**Task details**: Set each line of the records down again exactly, please.

:: Exercise material ::

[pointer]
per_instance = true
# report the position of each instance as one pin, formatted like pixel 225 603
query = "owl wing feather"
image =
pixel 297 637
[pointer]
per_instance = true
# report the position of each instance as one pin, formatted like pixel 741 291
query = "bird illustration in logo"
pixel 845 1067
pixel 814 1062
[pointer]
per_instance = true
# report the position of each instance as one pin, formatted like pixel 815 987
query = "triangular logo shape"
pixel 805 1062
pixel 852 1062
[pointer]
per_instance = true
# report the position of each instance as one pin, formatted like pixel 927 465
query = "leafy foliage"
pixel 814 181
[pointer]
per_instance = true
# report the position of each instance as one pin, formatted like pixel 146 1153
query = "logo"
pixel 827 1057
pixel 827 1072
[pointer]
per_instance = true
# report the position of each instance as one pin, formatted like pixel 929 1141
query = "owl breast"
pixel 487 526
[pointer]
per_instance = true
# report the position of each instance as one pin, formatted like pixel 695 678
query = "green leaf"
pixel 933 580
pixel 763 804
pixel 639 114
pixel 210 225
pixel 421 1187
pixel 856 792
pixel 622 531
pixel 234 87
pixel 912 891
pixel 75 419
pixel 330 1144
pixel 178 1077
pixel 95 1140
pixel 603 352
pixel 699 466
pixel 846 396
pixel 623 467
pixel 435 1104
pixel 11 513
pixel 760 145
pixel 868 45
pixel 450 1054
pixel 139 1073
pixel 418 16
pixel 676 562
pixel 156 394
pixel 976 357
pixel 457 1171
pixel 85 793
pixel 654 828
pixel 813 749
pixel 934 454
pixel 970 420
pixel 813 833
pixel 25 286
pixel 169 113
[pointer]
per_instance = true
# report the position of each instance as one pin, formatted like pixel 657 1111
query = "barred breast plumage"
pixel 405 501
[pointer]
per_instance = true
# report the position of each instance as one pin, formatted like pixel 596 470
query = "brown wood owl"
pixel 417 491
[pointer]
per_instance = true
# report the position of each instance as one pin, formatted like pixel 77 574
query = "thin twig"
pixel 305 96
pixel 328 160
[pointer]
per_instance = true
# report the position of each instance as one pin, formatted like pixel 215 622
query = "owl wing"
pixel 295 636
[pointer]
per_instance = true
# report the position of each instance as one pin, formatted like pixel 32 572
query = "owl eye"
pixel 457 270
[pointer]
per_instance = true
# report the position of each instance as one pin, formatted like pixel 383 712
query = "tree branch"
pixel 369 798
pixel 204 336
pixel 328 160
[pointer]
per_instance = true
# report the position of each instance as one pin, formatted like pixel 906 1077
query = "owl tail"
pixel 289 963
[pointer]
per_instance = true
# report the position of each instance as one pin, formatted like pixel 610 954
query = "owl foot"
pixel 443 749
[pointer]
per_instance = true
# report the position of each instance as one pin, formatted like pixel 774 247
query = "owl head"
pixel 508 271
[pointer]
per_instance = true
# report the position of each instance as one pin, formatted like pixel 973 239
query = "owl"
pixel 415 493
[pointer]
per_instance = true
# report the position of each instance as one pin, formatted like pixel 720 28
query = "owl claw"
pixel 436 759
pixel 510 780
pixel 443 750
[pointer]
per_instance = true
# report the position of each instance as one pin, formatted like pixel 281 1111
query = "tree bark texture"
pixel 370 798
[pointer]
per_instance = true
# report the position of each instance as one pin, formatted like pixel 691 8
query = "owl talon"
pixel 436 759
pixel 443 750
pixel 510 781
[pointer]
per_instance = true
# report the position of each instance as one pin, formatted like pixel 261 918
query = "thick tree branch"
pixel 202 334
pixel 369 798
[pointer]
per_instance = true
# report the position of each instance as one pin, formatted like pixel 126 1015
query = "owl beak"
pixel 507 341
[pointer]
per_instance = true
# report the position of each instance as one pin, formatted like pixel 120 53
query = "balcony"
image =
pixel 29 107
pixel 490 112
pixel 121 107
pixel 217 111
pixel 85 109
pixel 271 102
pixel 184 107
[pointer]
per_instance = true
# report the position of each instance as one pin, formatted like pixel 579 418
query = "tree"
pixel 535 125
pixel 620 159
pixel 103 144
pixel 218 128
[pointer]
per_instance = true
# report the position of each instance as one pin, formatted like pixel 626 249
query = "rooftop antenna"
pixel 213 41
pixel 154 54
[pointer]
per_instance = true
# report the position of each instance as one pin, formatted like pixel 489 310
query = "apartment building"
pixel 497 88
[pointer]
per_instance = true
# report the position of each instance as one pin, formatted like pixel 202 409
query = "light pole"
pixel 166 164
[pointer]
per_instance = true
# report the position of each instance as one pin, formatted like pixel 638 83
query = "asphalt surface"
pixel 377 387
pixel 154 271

:::

**The answer**:
[pointer]
per_instance = true
# report the position of each instance as one pin, formatted like pixel 225 603
query = "owl wing feather"
image =
pixel 297 637
[pointer]
per_instance = true
# report the position of each instance as one pin, formatted like pixel 741 291
query = "bird illustration in logo"
pixel 845 1067
pixel 814 1062
[pointer]
per_instance = true
# report the position of each instance as one pin, formatted like pixel 815 987
query = "triangular logo shape"
pixel 805 1062
pixel 852 1062
[pointer]
per_instance = true
# report the position of each instance as one pin, formatted like pixel 927 465
query = "leafy foliage"
pixel 814 181
[pointer]
per_instance = true
# report the position of each instance as one pin, formatted like pixel 146 1153
query = "logo"
pixel 827 1057
pixel 827 1072
[pointer]
per_instance = true
# report the position of each instance as one pin, formatted like pixel 929 1141
query = "owl breast"
pixel 487 526
[pointer]
per_instance = true
# report the position of each instance as one pin, formatted like pixel 695 678
query = "green leaf"
pixel 933 580
pixel 763 804
pixel 639 114
pixel 210 225
pixel 421 1187
pixel 856 792
pixel 622 531
pixel 234 87
pixel 912 891
pixel 75 419
pixel 330 1144
pixel 178 1077
pixel 95 1140
pixel 603 352
pixel 699 466
pixel 846 396
pixel 623 467
pixel 435 1104
pixel 11 513
pixel 760 145
pixel 868 45
pixel 450 1054
pixel 139 1073
pixel 418 16
pixel 676 562
pixel 156 394
pixel 976 357
pixel 457 1171
pixel 85 793
pixel 654 828
pixel 813 749
pixel 934 454
pixel 970 420
pixel 813 833
pixel 25 286
pixel 169 113
[pointer]
per_instance = true
# report the position of each instance as one pin, formatted like pixel 657 1111
query = "barred breast plumage"
pixel 405 501
[pointer]
per_instance = true
# report the position of each instance as one pin, formatted like pixel 596 470
query = "brown wood owl"
pixel 417 491
[pointer]
per_instance = true
# report the position of each instance as one pin, formatted like pixel 77 574
query = "thin twig"
pixel 305 96
pixel 328 160
[pointer]
per_instance = true
# report the position of each instance as one pin, formatted like pixel 215 622
query = "owl wing"
pixel 295 636
[pointer]
per_instance = true
# report the position of each instance as one pin, formatted like pixel 32 572
query = "owl eye"
pixel 457 270
[pointer]
per_instance = true
# report the position of each instance as one pin, formatted like pixel 383 712
query = "tree branch"
pixel 369 798
pixel 204 336
pixel 328 160
[pointer]
per_instance = true
# report the position of each instance as one pin, formatted like pixel 906 1077
query = "owl tail"
pixel 289 963
[pointer]
per_instance = true
# report the position of each instance as one pin, formatted like pixel 610 954
query = "owl foot"
pixel 443 749
[pointer]
per_instance = true
# report the position of each instance as one pin, formatted like pixel 774 247
query = "owl head"
pixel 508 271
[pointer]
per_instance = true
# report the position of each instance as one pin, formatted like pixel 973 239
query = "owl"
pixel 415 493
[pointer]
per_instance = true
# report the position of each instance as one pin, formatted like pixel 720 28
query = "owl claw"
pixel 436 759
pixel 510 780
pixel 443 750
[pointer]
per_instance = true
# report the position of each instance as one pin, formatted like pixel 281 1111
query = "tree bark texture"
pixel 370 798
[pointer]
per_instance = true
# report the position of each instance as one pin, formatted like pixel 691 8
query = "owl talon"
pixel 436 759
pixel 443 750
pixel 510 781
[pointer]
per_instance = true
# report the position of each instance as one pin, formatted like pixel 261 918
query = "thick tree branch"
pixel 202 334
pixel 369 798
[pointer]
per_instance = true
# report the position of each instance as one pin, formatted like pixel 126 1015
query = "owl beak"
pixel 507 341
[pointer]
per_instance = true
# report the position of each instance as one pin, formatted like pixel 120 53
query = "balcony"
image =
pixel 29 107
pixel 490 112
pixel 121 107
pixel 217 111
pixel 85 109
pixel 271 102
pixel 184 107
[pointer]
per_instance = true
# report the position of each instance as one pin, formatted like pixel 579 418
query = "tree"
pixel 535 125
pixel 620 159
pixel 103 144
pixel 218 128
[pointer]
per_instance = true
# report the position of each instance as one pin, formatted like pixel 626 249
query = "rooftop antenna"
pixel 213 41
pixel 154 54
[pointer]
per_instance = true
# report the position of each instance as one pin, formatted like pixel 489 310
query = "apartment building"
pixel 497 88
[pointer]
per_instance = true
# report the position of each instance as one pin, formatted like pixel 202 409
query = "light pole"
pixel 166 164
[pointer]
per_instance = true
# report the position of each instance as one pin, formatted like pixel 638 83
query = "asphalt surface"
pixel 377 387
pixel 154 271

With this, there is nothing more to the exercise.